We are asked to determine if the plaintiff’s allegations are sufficient to survive a CPLR 3211 motion to dismiss where the plaintiff concedes that the defendant adhered to the contractual limitations on purchasing subprime securities.

The undisputed facts of the case are as follows: The plaintiff, Ambac Assured U.K., guaranteed timely payment of principal and interest for certain notes issued by Ballantyne, a special purpose vehicle established to reinsure term life insurance policies. To capitalize itself and finance the required reserves, Ballantyne issued more than $2 billion in securities.

On May 2, 2006, Ballantyne and the defendant entered into an investment management agreement (hereinafter referred to as the “IMA”) pursuant to which defendant agreed to act as the investment advisor for $1.65 billion of the proceeds raised by Ballantyne via its sale of the notes [FN1]. Pursuant to the IMA, Ballantyne opened two accounts: the Reinsurance Trust Account and the Pre-Funded Account over which the defendant had full investment authority subject to the investment guidelines.

The guidelines state that the goal of the investment policy “is to obtain reasonable income while providing a high level of safety of capital” (emphasis added). They identify the nature, quality and diversification requirements of the investments and contain specific limitations for investments on the basis of sectors and ratings.

The guidelines set forth the percentage of account assets which could be invested in each class and sector. Accordingly, permitted securities included home equity loan asset-backed securities (hereinafter referred to as “HELOS”) and mortgage-backed securities like Alt-A’s (hereinafter referred to as “MBS”). These securities required ratings of “A” through “AAA,” and could not exceed percentages of 60% and 50% of the accounts, respectively.

The IMA also contains a “Discharge of Liability” provision which states that the defendant does not guarantee the future performance of the accounts or any specific level of performance. It further states that the defendant shall have no liability for any losses “except to the extent such [l]osses are judicially determined to be proximately caused by the gross negligence or willful misconduct of [defendant] (emphasis added).” While the IMA is governed by New York law, it further requires that investments be made in compliance with Chapter 13 of the Delaware Insurance Code.

As of May 2006, the defendant began purchasing securities for the accounts. The record reflects that as of January 2007, approximately 30% of the assets in each account was invested in [*3]MBS, and approximately 59% of assets in both accounts was invested in HELOS. Subsequently, the accounts began sustaining losses. On December 28, 2007, after the accounts suffered significant losses, the guidelines were modified to require the defendant to seek approval from Ballantyne and the plaintiff before buying or selling assets for the accounts. The amended guidelines contained the same investment goal as the original guidelines, namely, obtaining “reasonable income while providing a high level of safety of capital.”

[Excerpts of labeled region data]
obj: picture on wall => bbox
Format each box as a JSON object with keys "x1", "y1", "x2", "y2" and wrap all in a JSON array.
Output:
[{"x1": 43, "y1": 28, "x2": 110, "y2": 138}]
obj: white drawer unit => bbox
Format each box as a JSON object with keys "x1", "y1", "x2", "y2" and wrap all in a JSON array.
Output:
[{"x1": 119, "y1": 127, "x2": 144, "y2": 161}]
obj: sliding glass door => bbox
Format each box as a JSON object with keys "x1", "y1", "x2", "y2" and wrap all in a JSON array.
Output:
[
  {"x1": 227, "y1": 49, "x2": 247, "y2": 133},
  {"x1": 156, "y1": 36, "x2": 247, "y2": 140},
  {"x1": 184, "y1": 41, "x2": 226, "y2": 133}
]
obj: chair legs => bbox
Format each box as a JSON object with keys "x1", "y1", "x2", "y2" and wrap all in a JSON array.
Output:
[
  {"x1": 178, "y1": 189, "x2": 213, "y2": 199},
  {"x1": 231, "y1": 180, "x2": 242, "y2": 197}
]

» TASKS AND EXERCISES
1. Reproduce the part of the court opinion starting at "On May 2, 2006, Ballantyne" and ending at "sectors and ratings.".
2. Decide whether each statement agrees with the court opinion, answering yes or no and quoting the deciding words. (a) Ballantyne and the defendant entered into the investment management agreement on May 2, 2006. (b) Home equity loan asset-backed securities could make up no more than 50% of the accounts. (c) The amended guidelines set a different investment goal from the original guidelines.

» THE REPLIES
1.
On May 2, 2006, Ballantyne and the defendant entered into an investment management agreement (hereinafter referred to as the “IMA”) pursuant to which defendant agreed to act as the investment advisor for $1.65 billion of the proceeds raised by Ballantyne via its sale of the notes [FN1]. Pursuant to the IMA, Ballantyne opened two accounts: the Reinsurance Trust Account and the Pre-Funded Account over which the defendant had full investment authority subject to the investment guidelines.

The guidelines state that the goal of the investment policy “is to obtain reasonable income while providing a high level of safety of capital” (emphasis added). They identify the nature, quality and diversification requirements of the investments and contain specific limitations for investments on the basis of sectors and ratings.

2.
(a) Yes: "On May 2, 2006, Ballantyne and the defendant entered into an investment management agreement"
(b) No: "could not exceed percentages of 60% and 50% of the accounts, respectively"
(c) No: "The amended guidelines contained the same investment goal as the original guidelines"